### What you are asked to do
Can you revise the Project Honey Pot post from "Project Honey Pot is" up to and including "ignore them safely?", putting "mail exchanger records" wherever "MX records" occurs?

#### Document extract

I just came across Project Honey Pot, an effort to distribute honey pot generators around the Web to discourage spammers from automatically harvesting e-mail addresses. The honey pot generators produce a page with random content and specially generated fake e-mail addresses that are traceable to the IP address of the harvesting party. Once the e-mail harvester has been located, they can be subject to legal action depending on the site's jurisdiction.
Project Honey Pot is managing the e-mail servers that will receive and process mail sent to the honey pot addresses. In order to prevent them all from having the same, easily recognizable domain, they are asking people to donate MX records for their own subdomains. The honey pot e-mail addresses then randomly choose from among the pool of honey pot domains, which they hope will become large enough for spammers not to be able to distinguish from real e-mail domains.
It's an interesting idea. I think i will probably sign up. However, i wonder about a few things:
- The example page they show contains a long legal warning, presumably to establish the power to take legal recourse upon e-mail harvesters. Is this warning necessary? Isn't it a pretty obvious way for a harvester to detect which pages are honeypots and ignore them safely?

########
#### Recorded data

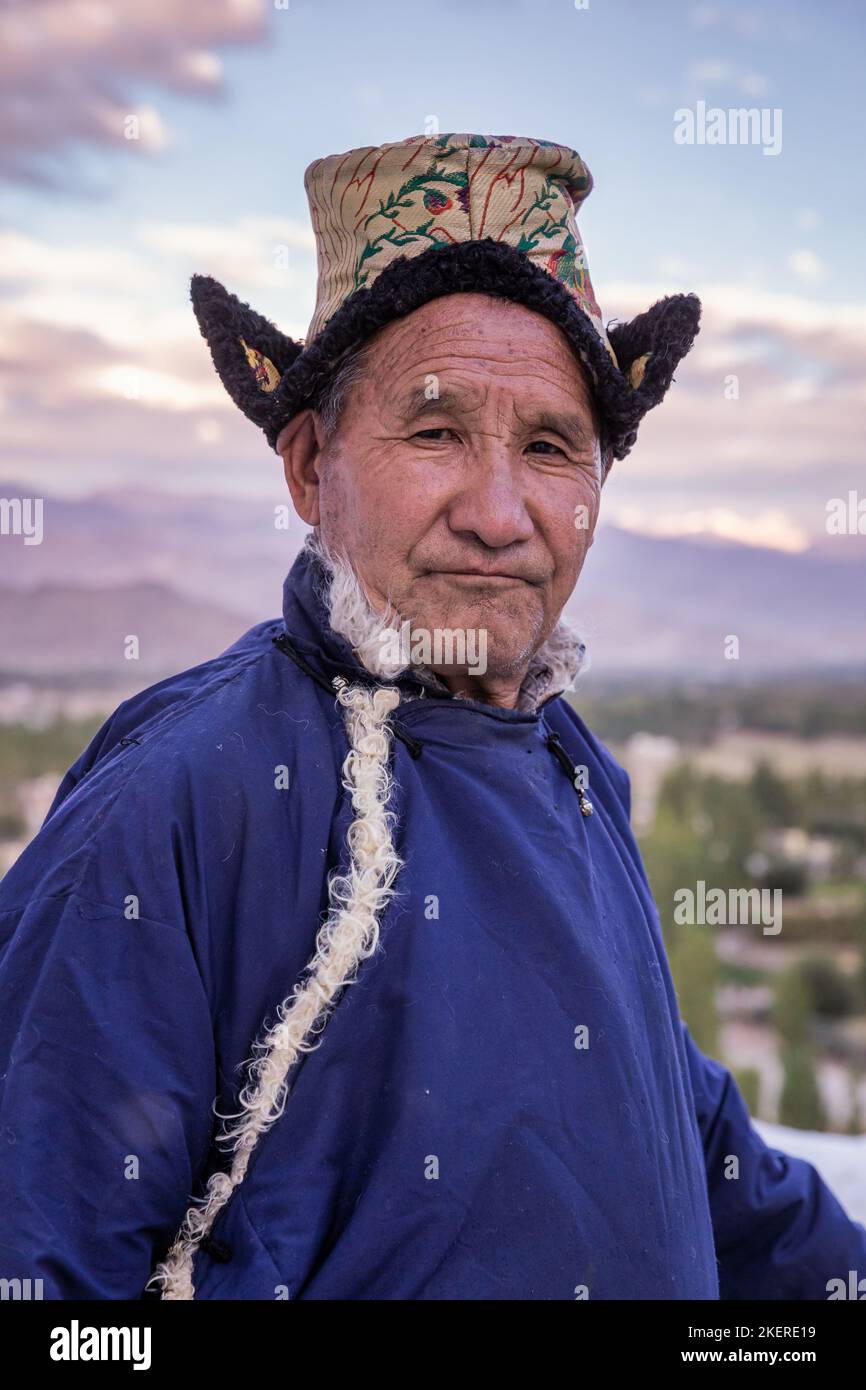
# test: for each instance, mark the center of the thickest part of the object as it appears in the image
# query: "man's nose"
(491, 496)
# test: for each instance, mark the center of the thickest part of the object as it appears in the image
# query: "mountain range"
(186, 576)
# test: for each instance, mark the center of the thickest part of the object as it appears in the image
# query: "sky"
(107, 385)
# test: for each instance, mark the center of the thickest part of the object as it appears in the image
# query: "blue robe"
(451, 1136)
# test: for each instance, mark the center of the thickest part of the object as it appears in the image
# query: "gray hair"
(332, 396)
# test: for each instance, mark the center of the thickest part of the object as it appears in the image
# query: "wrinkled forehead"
(469, 350)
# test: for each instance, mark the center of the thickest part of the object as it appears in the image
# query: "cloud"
(770, 528)
(106, 381)
(70, 71)
(806, 266)
(716, 71)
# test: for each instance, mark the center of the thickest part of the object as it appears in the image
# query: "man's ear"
(250, 355)
(300, 445)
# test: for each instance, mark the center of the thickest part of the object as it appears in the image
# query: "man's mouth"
(484, 576)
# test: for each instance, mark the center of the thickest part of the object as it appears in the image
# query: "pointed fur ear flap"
(649, 348)
(249, 352)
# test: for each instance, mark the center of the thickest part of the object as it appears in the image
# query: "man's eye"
(545, 444)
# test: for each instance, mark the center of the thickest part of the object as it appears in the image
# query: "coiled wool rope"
(348, 937)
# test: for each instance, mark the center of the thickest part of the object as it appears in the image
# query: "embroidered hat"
(401, 224)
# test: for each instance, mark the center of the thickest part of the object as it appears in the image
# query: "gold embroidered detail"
(638, 367)
(264, 370)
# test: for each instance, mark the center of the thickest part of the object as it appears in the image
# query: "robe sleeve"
(780, 1232)
(107, 1079)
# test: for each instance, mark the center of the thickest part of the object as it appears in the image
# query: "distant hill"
(186, 571)
(53, 630)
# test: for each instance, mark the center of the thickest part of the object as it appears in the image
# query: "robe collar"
(305, 609)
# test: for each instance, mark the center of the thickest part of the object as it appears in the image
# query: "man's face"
(463, 478)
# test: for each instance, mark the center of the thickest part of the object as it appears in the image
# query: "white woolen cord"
(349, 934)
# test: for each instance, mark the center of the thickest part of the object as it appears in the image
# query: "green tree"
(801, 1104)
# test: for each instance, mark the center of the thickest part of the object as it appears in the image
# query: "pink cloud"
(70, 71)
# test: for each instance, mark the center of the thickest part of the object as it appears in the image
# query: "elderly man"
(385, 790)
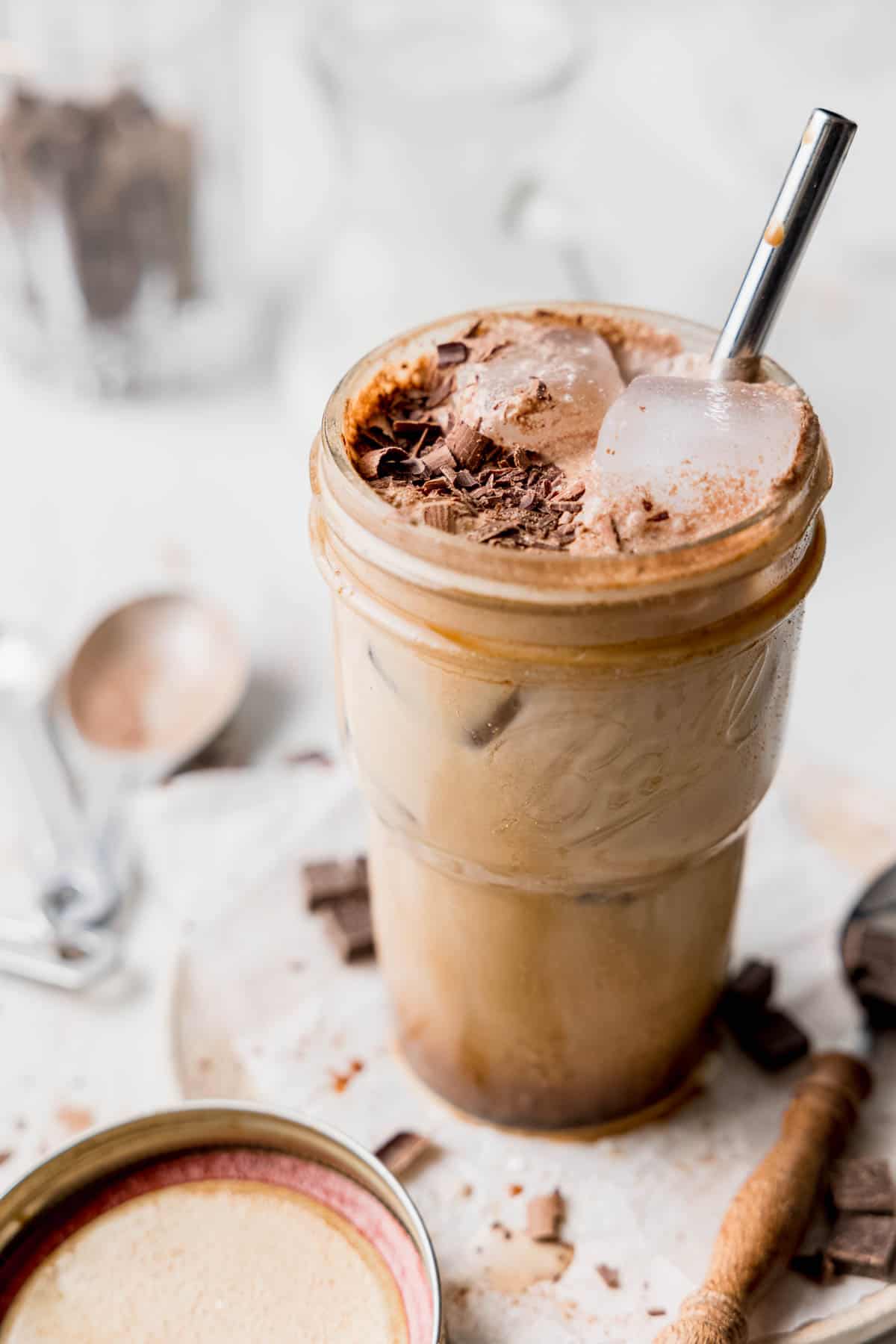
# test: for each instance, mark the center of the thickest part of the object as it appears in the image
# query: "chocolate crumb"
(334, 880)
(748, 991)
(438, 457)
(864, 1245)
(349, 927)
(452, 352)
(403, 1151)
(862, 1186)
(544, 1216)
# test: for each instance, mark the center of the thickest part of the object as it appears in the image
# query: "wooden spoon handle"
(768, 1214)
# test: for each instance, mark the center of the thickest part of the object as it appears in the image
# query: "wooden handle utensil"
(768, 1214)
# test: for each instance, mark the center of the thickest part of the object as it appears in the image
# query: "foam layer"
(578, 436)
(223, 1246)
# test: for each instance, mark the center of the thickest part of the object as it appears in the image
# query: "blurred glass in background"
(444, 119)
(125, 255)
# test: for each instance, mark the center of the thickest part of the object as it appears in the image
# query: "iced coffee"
(568, 571)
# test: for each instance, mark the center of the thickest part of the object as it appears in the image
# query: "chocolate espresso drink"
(568, 579)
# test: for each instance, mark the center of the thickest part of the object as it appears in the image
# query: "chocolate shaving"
(403, 1151)
(452, 352)
(544, 1216)
(376, 436)
(467, 445)
(334, 880)
(440, 457)
(349, 927)
(376, 461)
(489, 531)
(440, 515)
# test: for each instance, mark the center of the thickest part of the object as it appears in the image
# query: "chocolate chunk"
(467, 445)
(440, 457)
(869, 956)
(862, 1186)
(544, 1216)
(403, 1151)
(334, 880)
(862, 1243)
(748, 992)
(754, 983)
(489, 531)
(440, 393)
(452, 352)
(349, 927)
(503, 714)
(770, 1038)
(312, 757)
(440, 515)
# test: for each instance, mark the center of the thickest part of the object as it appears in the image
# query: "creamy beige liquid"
(559, 788)
(211, 1263)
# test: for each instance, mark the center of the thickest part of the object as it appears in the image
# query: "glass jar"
(561, 756)
(125, 260)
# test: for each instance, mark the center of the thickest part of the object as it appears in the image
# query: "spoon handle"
(77, 887)
(770, 1211)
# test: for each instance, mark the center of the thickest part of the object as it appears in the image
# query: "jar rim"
(390, 539)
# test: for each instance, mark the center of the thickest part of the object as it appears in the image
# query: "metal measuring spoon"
(148, 688)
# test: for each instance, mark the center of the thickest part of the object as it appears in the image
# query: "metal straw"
(793, 218)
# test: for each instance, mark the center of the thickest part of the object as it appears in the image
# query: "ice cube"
(692, 456)
(547, 393)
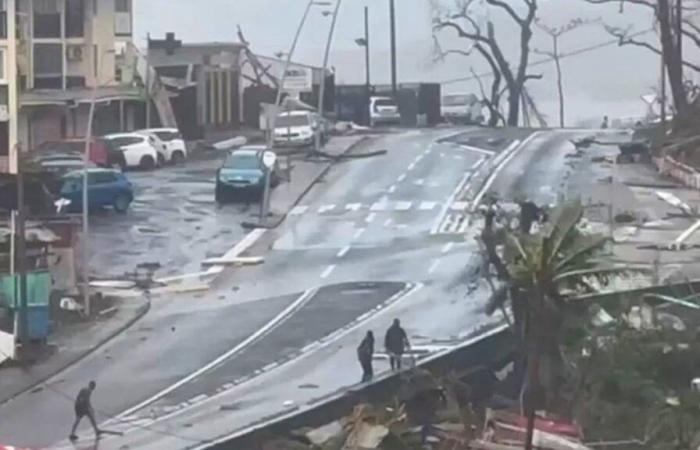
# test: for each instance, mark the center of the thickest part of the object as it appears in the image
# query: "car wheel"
(147, 162)
(178, 157)
(121, 203)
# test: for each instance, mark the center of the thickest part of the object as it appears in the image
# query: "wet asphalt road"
(173, 221)
(370, 221)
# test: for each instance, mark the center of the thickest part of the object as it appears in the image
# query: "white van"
(383, 110)
(462, 109)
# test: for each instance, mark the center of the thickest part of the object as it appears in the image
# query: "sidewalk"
(70, 344)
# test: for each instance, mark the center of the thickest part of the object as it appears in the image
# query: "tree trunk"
(673, 59)
(560, 82)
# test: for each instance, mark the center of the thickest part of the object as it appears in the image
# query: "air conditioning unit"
(74, 53)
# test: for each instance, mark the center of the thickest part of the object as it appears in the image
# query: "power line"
(540, 62)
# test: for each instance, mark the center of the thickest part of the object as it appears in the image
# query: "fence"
(678, 171)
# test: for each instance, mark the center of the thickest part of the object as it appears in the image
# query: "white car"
(383, 110)
(138, 150)
(295, 128)
(169, 143)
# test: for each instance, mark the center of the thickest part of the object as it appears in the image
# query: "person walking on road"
(365, 352)
(83, 407)
(396, 343)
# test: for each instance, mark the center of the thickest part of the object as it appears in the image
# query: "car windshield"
(385, 102)
(242, 161)
(456, 100)
(292, 121)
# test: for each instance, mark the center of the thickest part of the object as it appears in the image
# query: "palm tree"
(543, 271)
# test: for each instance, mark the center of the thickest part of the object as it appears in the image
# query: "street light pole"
(322, 89)
(272, 118)
(392, 17)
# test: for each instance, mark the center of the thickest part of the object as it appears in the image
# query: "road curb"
(140, 312)
(313, 182)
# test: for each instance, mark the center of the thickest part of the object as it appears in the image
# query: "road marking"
(477, 150)
(298, 210)
(434, 265)
(459, 206)
(334, 337)
(279, 318)
(402, 206)
(443, 212)
(378, 206)
(358, 233)
(328, 271)
(514, 149)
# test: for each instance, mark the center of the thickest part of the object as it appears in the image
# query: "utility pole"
(392, 15)
(21, 254)
(322, 89)
(368, 84)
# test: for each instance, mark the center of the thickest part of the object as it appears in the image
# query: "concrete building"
(220, 85)
(54, 54)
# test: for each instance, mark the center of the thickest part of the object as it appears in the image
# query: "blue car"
(106, 187)
(243, 174)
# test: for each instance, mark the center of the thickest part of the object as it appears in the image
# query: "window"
(75, 18)
(122, 5)
(47, 19)
(3, 19)
(48, 66)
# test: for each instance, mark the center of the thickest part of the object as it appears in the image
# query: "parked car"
(106, 187)
(243, 173)
(137, 149)
(173, 148)
(383, 110)
(462, 109)
(296, 128)
(101, 152)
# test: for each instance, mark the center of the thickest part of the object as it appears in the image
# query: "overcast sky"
(607, 81)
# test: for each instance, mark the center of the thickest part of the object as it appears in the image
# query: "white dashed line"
(298, 210)
(433, 266)
(328, 271)
(358, 233)
(459, 206)
(477, 164)
(402, 206)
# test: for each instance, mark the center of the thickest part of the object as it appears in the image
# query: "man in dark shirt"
(396, 343)
(83, 407)
(364, 353)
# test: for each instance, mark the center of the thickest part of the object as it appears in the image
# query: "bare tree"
(459, 19)
(555, 33)
(671, 27)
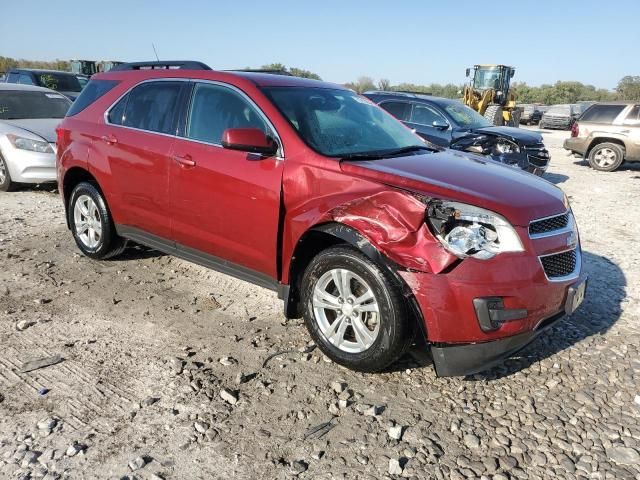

########

### Task output
Project Honey Pot is managing the e-mail servers that will receive and process mail sent to the honey pot addresses. In order to prevent them all from having the same, easily recognizable domain, they are asking people to donate mail exchanger records for their own subdomains. The honey pot e-mail addresses then randomly choose from among the pool of honey pot domains, which they hope will become large enough for spammers not to be able to distinguish from real e-mail domains.
It's an interesting idea. I think i will probably sign up. However, i wonder about a few things:
- The example page they show contains a long legal warning, presumably to establish the power to take legal recourse upon e-mail harvesters. Is this warning necessary? Isn't it a pretty obvious way for a harvester to detect which pages are honeypots and ignore them safely?